**Stated goal**
Update the data below by changing every "draw the outline" to "trace the outline" and leaving all other text as it is, then return the full data.

**Extracted material**

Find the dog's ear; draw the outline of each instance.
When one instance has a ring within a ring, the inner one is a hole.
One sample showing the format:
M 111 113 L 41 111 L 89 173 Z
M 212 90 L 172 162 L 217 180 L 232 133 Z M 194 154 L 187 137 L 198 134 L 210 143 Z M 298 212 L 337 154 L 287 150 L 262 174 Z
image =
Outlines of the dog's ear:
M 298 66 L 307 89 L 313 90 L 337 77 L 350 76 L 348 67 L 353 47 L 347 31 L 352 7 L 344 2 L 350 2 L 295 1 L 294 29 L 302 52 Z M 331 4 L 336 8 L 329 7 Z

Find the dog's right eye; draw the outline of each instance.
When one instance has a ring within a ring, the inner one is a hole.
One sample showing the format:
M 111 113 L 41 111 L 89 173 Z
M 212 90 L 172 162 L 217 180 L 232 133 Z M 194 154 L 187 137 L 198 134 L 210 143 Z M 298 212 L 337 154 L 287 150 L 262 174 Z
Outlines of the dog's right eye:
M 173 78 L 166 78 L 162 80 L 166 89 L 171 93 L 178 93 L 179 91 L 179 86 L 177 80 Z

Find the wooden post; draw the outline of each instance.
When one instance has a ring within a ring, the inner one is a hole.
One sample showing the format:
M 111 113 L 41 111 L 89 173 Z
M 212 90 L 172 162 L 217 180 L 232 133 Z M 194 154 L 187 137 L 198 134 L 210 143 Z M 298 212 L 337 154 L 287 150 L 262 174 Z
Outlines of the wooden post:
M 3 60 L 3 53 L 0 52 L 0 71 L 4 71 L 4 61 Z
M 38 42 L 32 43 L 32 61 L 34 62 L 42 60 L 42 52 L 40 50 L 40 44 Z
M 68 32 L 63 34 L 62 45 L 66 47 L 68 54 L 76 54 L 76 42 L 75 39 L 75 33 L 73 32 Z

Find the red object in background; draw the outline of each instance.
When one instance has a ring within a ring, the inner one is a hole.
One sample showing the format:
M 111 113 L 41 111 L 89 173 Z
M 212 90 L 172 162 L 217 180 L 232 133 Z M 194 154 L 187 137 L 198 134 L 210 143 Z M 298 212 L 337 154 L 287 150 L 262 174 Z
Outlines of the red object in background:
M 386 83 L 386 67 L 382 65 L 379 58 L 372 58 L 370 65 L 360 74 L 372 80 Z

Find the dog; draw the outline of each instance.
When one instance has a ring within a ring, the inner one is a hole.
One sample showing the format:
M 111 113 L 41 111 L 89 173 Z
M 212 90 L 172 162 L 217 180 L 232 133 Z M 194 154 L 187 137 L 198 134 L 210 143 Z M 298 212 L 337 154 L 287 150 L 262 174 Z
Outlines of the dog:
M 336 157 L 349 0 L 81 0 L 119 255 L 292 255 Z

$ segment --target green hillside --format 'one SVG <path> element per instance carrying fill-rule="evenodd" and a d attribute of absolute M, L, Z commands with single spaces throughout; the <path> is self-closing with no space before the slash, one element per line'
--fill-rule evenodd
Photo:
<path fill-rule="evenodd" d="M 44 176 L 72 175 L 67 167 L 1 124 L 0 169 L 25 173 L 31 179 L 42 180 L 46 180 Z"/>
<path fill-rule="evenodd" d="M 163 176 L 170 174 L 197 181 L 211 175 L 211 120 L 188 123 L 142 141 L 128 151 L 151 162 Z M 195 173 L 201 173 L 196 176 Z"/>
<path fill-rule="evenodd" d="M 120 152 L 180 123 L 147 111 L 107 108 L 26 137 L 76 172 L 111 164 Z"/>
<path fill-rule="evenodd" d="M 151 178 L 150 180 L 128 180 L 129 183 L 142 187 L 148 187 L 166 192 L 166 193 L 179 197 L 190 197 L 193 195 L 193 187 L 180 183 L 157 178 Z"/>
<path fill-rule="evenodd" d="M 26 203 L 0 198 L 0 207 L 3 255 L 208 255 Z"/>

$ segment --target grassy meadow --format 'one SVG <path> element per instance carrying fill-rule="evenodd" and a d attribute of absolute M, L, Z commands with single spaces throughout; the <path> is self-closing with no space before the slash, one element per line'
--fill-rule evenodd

**Answer to this task**
Find the dog's ear; trace the outline of each instance.
When one instance has a ring within a ring, the inner one is a hole.
One sample showing the format:
M 111 113 L 41 111 L 89 173 Z
M 212 90 L 172 162 L 217 180 L 232 133 Z M 194 154 L 187 137 L 198 134 L 210 143 Z M 298 212 L 337 154 L 287 150 L 262 174 Z
image =
Outlines of the dog's ear:
M 298 66 L 307 89 L 313 90 L 337 77 L 350 76 L 348 67 L 353 47 L 347 31 L 352 7 L 344 2 L 350 2 L 295 1 L 294 29 L 302 52 Z M 331 4 L 336 8 L 329 7 Z

Find the dog's right eye; trace the outline of each instance.
When one instance has a ring within a ring, the inner one is a hole.
One sample showing the format:
M 111 113 L 41 111 L 89 173 Z
M 212 90 L 172 162 L 217 180 L 232 133 Z M 194 154 L 187 137 L 198 134 L 210 143 Z M 298 212 L 337 154 L 287 150 L 262 174 Z
Outlines of the dog's right eye:
M 173 78 L 166 78 L 162 80 L 166 89 L 171 93 L 178 93 L 179 91 L 179 86 L 177 80 Z

Find the wooden post; trace the outline of each instance.
When one instance has a ring within a ring, the inner one is a hole.
One sample showing the format:
M 111 113 L 41 111 L 89 173 Z
M 212 90 L 172 162 L 217 180 L 232 133 Z M 194 154 L 187 137 L 198 134 L 210 143 Z M 298 212 L 337 154 L 287 150 L 262 174 Z
Outlines of the wooden post:
M 3 60 L 3 53 L 0 52 L 0 71 L 4 71 L 4 61 Z
M 38 42 L 32 43 L 32 61 L 34 62 L 42 60 L 42 52 L 40 50 L 40 44 Z
M 68 32 L 63 34 L 62 45 L 66 47 L 68 54 L 76 54 L 76 42 L 75 39 L 75 33 L 73 32 Z

Find the red object in background; trace the outline of each instance.
When one instance has a ring within a ring, the inner one is a hole.
One sample showing the format:
M 111 113 L 41 111 L 89 173 Z
M 212 90 L 172 162 L 217 180 L 232 133 Z M 194 154 L 187 137 L 198 134 L 210 143 Z M 298 212 L 337 154 L 287 150 L 262 174 Z
Outlines of the red object in background:
M 386 83 L 386 67 L 382 65 L 379 58 L 372 58 L 370 65 L 360 74 L 372 80 Z

Find the dog; trace the outline of each instance.
When one instance has a ring within a ring, the inner one is a hole.
One sample showing the format:
M 111 113 L 41 111 L 89 173 Z
M 212 90 L 172 162 L 217 180 L 232 133 Z M 194 154 L 187 137 L 198 134 L 210 143 Z M 298 212 L 337 154 L 287 150 L 262 174 Z
Outlines of the dog:
M 336 157 L 349 0 L 81 0 L 119 255 L 292 255 Z

$ segment --target green hillside --format 'one SVG <path> element per instance carrying fill-rule="evenodd" and a d attribute of absolute M, L, Z commands with single spaces throughout; the <path> is self-closing with no space before the slash, one element per line'
--fill-rule evenodd
Photo:
<path fill-rule="evenodd" d="M 44 176 L 72 175 L 67 167 L 1 124 L 0 169 L 25 173 L 31 179 L 42 180 L 46 180 Z"/>
<path fill-rule="evenodd" d="M 163 176 L 170 174 L 197 181 L 211 175 L 211 120 L 188 123 L 142 141 L 128 151 L 151 162 Z M 195 173 L 201 173 L 196 176 Z"/>
<path fill-rule="evenodd" d="M 120 152 L 180 123 L 147 111 L 107 108 L 26 137 L 76 172 L 111 164 Z"/>
<path fill-rule="evenodd" d="M 151 178 L 150 180 L 128 180 L 129 183 L 142 187 L 148 187 L 166 192 L 166 193 L 179 197 L 190 197 L 193 195 L 193 187 L 180 183 L 157 178 Z"/>
<path fill-rule="evenodd" d="M 26 203 L 0 198 L 0 207 L 3 255 L 208 255 Z"/>

$ segment --target grassy meadow --format 'one SVG <path> element per instance carrying fill-rule="evenodd" and a d attribute of absolute M, L, Z commands with single spaces throughout; the <path> is self-closing with no space before the slash, one element per line'
--fill-rule evenodd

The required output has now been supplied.